*** EXCERPT TO READ ***

Coconut Meat & Diabetes Nutrition

For thousands of years, coconut has been part of the daily diet of many Pacific islanders, and various coconut-based products are now available in the U.S. to provide your diet with a delicious exotic touch. If you have diabetes, carbohydrates are the most important nutritional factor to control it. Counting your carbs at each meal is the best way to keep your blood sugar levels in check. However, most diabetes exchange lists do not include coconut meat and other related products and it can be difficult to know how coconut can fit in your diabetes diet.

Close-up of a woman holding a coconut. (Image: Ullver/iStock/Getty Images)

Fresh Coconut Meat

A piece of fresh coconut meat of about 2 by 2 inches and about 1/2 inch thick contains 159 calories, 6.9 g of carbohydrates and 4 g of dietary fiber. When tracking your carb intake with diabetes, you can subtract the dietary fiber from the total carbohydrates to determine the available carb content, also called net carb, of a food. In this case, a small piece of fresh coconut meat would contain 2.9 g of available carbs. If you eat two to three pieces that size, double or triple the amount of carbs. Use available carbs when tracking your carb intake, as they give a more accurate picture of how your food choices will influence your blood sugar levels after your meal.

Dessicated Coconut

Unsweetened dessicated coconut meat contains 187 calories, 6.7 g of carbohydrates and 4.6 g of fiber per ounce, which is the equivalent of 2.1 g of available carbohydrates. The same serving of sweetened dessicated coconut meat provides 129 calories, 14.7 g of carbohydrates and 2.8 g of fiber, or approximately 11.9 g of available carbohydrates. Stick with unsweetened coconut products to keep your carb intake within your recommended target and avoid making your blood sugar levels rise above the desirable range.

*** End of EXCERPT TO READ ***
*** EXTRACTED INFORMATION ***

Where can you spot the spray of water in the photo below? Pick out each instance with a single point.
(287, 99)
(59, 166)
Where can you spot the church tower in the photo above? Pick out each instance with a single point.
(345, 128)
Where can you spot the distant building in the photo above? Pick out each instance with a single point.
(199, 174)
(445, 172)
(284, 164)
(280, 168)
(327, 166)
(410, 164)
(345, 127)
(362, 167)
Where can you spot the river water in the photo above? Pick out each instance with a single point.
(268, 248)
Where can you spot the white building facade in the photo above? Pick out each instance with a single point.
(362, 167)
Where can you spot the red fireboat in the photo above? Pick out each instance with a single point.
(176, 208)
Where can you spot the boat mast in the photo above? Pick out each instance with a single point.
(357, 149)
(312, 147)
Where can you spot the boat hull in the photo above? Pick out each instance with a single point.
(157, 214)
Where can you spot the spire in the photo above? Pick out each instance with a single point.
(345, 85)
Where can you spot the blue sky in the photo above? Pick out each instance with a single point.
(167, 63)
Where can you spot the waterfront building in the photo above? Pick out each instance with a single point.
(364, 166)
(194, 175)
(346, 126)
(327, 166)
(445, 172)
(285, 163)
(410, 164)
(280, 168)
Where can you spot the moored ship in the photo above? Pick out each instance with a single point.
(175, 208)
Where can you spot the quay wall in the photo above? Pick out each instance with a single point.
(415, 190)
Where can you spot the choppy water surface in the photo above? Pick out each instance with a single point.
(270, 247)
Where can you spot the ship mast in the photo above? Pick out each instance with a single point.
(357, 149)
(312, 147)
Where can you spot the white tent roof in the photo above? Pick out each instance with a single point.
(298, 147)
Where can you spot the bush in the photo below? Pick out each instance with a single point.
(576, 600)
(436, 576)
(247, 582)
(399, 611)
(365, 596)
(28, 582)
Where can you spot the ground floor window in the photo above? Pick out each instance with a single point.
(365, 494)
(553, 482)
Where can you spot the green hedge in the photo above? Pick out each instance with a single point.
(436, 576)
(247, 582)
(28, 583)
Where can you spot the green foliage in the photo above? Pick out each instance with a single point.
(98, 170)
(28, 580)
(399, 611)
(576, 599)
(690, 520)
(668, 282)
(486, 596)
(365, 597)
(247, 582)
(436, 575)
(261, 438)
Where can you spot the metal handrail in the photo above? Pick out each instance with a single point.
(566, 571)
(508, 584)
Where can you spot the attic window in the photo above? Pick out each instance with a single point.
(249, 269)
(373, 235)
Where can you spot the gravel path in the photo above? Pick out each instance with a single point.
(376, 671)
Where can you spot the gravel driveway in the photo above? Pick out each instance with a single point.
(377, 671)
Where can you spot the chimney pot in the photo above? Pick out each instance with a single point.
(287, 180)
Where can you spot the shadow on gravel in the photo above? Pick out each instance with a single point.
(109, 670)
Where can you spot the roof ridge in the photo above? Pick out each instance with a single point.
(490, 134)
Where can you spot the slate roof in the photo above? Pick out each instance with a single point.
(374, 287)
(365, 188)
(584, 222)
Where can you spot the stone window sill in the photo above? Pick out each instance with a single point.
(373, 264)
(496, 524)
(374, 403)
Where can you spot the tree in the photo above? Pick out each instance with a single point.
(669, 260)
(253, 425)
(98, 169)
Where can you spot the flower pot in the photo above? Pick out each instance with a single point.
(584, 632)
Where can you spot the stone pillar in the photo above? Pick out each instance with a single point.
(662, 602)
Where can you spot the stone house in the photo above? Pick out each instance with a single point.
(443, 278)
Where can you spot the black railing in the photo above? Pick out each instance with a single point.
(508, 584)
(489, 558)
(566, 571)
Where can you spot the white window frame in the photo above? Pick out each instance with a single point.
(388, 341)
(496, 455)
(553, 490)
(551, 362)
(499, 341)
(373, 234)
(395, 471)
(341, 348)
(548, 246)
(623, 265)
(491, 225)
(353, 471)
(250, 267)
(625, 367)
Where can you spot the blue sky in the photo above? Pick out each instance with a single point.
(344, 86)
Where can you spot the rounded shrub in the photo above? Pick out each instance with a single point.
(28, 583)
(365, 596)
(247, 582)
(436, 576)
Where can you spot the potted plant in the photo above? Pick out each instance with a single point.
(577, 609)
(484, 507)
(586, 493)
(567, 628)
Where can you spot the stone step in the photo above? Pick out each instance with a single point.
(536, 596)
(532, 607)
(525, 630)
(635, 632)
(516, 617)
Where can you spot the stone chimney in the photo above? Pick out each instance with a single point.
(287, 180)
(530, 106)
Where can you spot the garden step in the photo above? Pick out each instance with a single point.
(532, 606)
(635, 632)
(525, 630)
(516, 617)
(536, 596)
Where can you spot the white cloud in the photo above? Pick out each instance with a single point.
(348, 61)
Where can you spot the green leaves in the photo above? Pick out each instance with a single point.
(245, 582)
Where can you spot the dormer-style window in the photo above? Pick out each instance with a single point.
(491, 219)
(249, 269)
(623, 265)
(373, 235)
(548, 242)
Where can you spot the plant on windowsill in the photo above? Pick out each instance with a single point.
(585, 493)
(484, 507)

*** End of EXTRACTED INFORMATION ***
*** EXTRACTED INFORMATION ***

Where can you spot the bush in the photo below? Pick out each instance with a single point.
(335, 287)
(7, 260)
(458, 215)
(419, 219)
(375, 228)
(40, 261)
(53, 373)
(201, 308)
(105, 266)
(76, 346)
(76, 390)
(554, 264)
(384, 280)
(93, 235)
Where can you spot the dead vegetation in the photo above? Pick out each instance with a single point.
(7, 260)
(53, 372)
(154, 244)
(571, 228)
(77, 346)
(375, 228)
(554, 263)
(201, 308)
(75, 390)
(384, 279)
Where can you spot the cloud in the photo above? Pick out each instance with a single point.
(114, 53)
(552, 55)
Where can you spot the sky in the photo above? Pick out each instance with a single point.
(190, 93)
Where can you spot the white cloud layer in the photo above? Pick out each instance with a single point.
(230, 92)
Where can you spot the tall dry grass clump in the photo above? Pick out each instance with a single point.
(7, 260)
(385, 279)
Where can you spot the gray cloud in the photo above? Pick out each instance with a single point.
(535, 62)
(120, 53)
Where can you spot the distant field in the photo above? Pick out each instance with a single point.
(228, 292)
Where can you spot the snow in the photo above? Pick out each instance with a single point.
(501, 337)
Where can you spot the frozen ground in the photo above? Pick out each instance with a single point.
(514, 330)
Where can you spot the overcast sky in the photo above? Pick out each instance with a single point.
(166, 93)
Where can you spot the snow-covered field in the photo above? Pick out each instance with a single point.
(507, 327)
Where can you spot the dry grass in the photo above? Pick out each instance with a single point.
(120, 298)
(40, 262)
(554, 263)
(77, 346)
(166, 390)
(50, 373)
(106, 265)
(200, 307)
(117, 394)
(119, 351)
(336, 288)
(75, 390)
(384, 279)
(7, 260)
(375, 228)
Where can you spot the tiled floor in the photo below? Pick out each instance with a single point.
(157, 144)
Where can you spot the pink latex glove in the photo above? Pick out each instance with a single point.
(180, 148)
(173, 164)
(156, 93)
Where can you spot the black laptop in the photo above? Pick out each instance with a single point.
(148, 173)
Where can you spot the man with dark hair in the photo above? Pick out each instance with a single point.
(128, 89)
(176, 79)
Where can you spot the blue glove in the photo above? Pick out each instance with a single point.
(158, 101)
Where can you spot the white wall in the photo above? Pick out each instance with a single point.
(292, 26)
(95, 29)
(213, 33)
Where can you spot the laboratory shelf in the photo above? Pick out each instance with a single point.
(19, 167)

*** End of EXTRACTED INFORMATION ***

EXERCISES:
1 - Reproduce the stretch of the coconut and diabetes article from "Unsweetened dessicated coconut" through "the desirable range.".
2 - Answer these questions from the coconut and diabetes article above the data:
(a) How many calories does a piece of fresh coconut meat about 2 by 2 inches and 1/2 inch thick contain?
(b) What is subtracted from total carbohydrates to find a food's available carb content?
(c) About how many grams of available carbohydrates does one ounce of sweetened dessicated coconut meat provide?
3 - Go on with the coconut and diabetes article, starting after its last sentence.

ANSWERS TO THIS EXERCISE:
1 -
Unsweetened dessicated coconut meat contains 187 calories, 6.7 g of carbohydrates and 4.6 g of fiber per ounce, which is the equivalent of 2.1 g of available carbohydrates. The same serving of sweetened dessicated coconut meat provides 129 calories, 14.7 g of carbohydrates and 2.8 g of fiber, or approximately 11.9 g of available carbohydrates. Stick with unsweetened coconut products to keep your carb intake within your recommended target and avoid making your blood sugar levels rise above the desirable range.

2 -
(a) 159 calories
(b) Dietary fiber
(c) Approximately 11.9 g

3 -
Other Coconut Products

Coconut water contains 46 calories, 8.9 g of carbohydrates and 2.6 g of fiber per cup, or 6.3 g of available carbs; unsweetened canned coconut milk contains 223 calories, 3.2 g of carbohydrates and no fiber per 1/2 cup; and canned, sweetened coconut cream has 264 calories, 39.4 g of carbohydrates and 0.1 g of fiber per 1/4 cup. Stick to unsweetened coconut products and watch the serving size to keep your carbs within target.

Coconut and Fat

Although coconut meat contains small amounts of carbohydrates, most diabetics are worried about its fat content. Coconut is rich in saturated fat, but the type of saturated fat it contains is very different from that found in animal products. Most of the saturated fat found in coconut oil is called lauric acid, which is not associated with any deleterious changes in your blood cholesterol levels, nor does it seem to be involved in the formation of fatty buildup in your arteries. Moreover, because most of its fatty acids are medium-chain triglycerides, they constitute an easy source of energy for diabetics. Because diabetics lack insulin or are resistant to its action, you may feel tired and lethargic because your cells are not able to get sufficient energy from sugar. By using coconut products, your cells have access to an easy-to-use and effective source of energy that doesn't require insulin, says Bruce Fife, coconut expert and author of "The Coconut Oil Miracle."